» Extract to read:
In previous work (New et al. 2012; Garrett et al. 2013; Garrett and New 2015), the Autotune calibration system was used to calibrate a building energy model (BEM) to a highly instrumented and automated ZEBRAlliance research home (Biswas et al. 2011) by fitting measured monthly load and electrical data. This research showed that the evolutionary computation approach to automatic calibration was effective in fitting EnergyPlus output from the calibrated model to the measured data. This calibration included time-varying parameters such as occupancy and equipment schedules necessary for practical application. There are other detailed studies which have compiled approaches to calibration (Reddy et al. 2006) and the performance of many calibration methods (Coakley et al. 2014).

However, because the tuning was applied to a real building with unknown model parameters (thus the need for calibration), it was impossible to determine exactly how well the tuned model matched the actual building in terms of model parameters over the course of a year. Even with costly laboratory-controlled research homes involving perfectly repeated automated occupancy, measurement of materials entering the building, and documentation of the construction process, it is still impractical to track the exact value of physical parameters for all materials throughout the building as they change with time.

Therefore, in this work, rather than attempting to calibrate existing buildings to match measured data, we instead attempt to calibrate fully specified U.S. Department of Energy (DOE) commercial reference buildings to match EnergyPlus (DOE 2012) output generated from altered versions of those buildings (where the altered model parameters are known to calibration test designers but unknown to calibrators) using the pure calibration technique described in BESTEST-EX (Judkoff et al. 2011). This allows one to test a calibration process's accuracy on both...

» Record set:
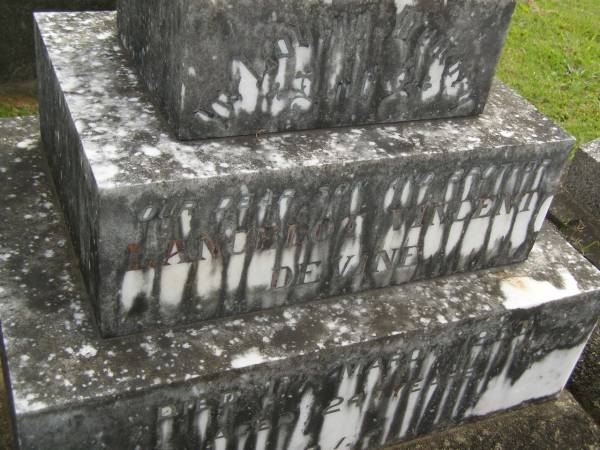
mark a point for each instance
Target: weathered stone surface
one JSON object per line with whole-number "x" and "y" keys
{"x": 575, "y": 210}
{"x": 171, "y": 232}
{"x": 235, "y": 67}
{"x": 556, "y": 424}
{"x": 17, "y": 62}
{"x": 359, "y": 370}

» Task instructions:
1. Rewrite everything in the calibration passage from "However, because the" down to "change with time.", replacing "research homes" with "test houses".
2. Turn all the lines of the records into a numbered list, skipping blank lines and leaving out the pictures.
The calibration passage and the records are unrelated material.

» The replies:
1.
However, because the tuning was applied to a real building with unknown model parameters (thus the need for calibration), it was impossible to determine exactly how well the tuned model matched the actual building in terms of model parameters over the course of a year. Even with costly laboratory-controlled test houses involving perfectly repeated automated occupancy, measurement of materials entering the building, and documentation of the construction process, it is still impractical to track the exact value of physical parameters for all materials throughout the building as they change with time.

2.
1. mark a point for each instance
2. Target: weathered stone surface
3. one JSON object per line with whole-number "x" and "y" keys
4. {"x": 575, "y": 210}
5. {"x": 171, "y": 232}
6. {"x": 235, "y": 67}
7. {"x": 556, "y": 424}
8. {"x": 17, "y": 62}
9. {"x": 359, "y": 370}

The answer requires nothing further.